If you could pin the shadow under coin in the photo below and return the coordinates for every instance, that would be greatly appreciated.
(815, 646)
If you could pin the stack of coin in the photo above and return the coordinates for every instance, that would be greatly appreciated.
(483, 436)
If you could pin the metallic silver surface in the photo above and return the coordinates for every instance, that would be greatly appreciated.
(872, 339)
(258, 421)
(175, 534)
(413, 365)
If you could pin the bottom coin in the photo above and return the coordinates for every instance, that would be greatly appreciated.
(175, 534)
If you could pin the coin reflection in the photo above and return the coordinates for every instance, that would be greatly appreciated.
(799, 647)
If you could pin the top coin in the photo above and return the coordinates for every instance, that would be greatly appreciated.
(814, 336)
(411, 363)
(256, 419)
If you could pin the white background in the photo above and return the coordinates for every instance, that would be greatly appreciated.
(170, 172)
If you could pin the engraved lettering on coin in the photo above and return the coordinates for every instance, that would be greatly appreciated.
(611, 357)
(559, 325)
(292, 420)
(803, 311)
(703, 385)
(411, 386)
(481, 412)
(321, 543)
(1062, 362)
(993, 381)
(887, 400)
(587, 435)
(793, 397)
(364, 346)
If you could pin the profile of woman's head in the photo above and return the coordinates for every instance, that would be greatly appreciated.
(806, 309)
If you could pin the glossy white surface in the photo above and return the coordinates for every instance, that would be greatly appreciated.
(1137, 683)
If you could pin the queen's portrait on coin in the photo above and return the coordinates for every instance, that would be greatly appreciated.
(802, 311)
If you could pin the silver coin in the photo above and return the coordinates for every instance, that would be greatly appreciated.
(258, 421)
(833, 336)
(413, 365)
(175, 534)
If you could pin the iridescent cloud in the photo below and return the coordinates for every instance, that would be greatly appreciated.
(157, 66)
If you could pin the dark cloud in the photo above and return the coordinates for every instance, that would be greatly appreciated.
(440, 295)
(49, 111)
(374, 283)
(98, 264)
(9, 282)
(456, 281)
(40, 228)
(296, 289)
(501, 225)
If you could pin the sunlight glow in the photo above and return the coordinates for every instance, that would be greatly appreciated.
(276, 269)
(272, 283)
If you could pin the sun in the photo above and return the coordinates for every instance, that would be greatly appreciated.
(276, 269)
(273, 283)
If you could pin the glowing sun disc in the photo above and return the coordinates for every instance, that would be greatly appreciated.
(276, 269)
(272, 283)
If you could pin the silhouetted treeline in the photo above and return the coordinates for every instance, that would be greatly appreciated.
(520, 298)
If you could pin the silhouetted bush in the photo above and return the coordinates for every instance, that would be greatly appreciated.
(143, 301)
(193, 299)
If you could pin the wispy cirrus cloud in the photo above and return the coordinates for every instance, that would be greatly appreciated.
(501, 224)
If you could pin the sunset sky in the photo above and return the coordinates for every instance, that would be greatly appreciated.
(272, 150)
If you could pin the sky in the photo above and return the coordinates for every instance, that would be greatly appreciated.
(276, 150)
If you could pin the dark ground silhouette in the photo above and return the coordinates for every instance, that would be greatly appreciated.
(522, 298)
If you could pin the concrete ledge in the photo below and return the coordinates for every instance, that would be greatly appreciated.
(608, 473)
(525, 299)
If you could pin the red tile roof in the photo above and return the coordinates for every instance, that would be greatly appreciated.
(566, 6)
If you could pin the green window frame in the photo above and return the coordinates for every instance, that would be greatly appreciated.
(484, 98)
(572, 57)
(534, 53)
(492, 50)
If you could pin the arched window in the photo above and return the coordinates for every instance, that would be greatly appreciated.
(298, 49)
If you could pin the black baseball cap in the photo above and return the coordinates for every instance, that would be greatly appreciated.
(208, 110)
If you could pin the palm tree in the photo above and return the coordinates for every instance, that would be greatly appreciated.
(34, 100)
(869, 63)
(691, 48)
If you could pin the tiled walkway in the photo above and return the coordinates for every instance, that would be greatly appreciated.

============

* To do
Rewrite only the lines between the ones holding "If you could pin the coin" and "(1137, 683)", inclusive, keeping the request lines word for word. Scale every coordinate in the answers by 1.75 and round each to a whole number, with halves rounding up.

* Final answer
If you could pin the coin reflection in the photo above and return the coordinates for every instance, that would be greatly appreciated.
(1398, 1132)
If you could pin the top coin in the photo above and return the coordinates for every instance, that would be greatly appreciated.
(1425, 588)
(719, 635)
(448, 733)
If you could pin the white background in the photo above and return the coordinates for every instance, that would be greatly appreciated.
(298, 301)
If you could pin the engraved lettering on coin in the photo above and return the coordinates for every instance, that would be greatly appreciated.
(1069, 625)
(978, 569)
(511, 735)
(1405, 544)
(1230, 674)
(719, 676)
(842, 721)
(562, 950)
(1859, 634)
(1738, 667)
(1552, 700)
(1027, 761)
(1388, 695)
(637, 606)
If you could pin the profile of woman's head in the photo above and return the coordinates for every instance, that would be greatly appreciated.
(1411, 541)
If you could pin the glossy white surface in the photo above and return the coordinates for every instance, that would be greatly appreciated.
(1990, 1195)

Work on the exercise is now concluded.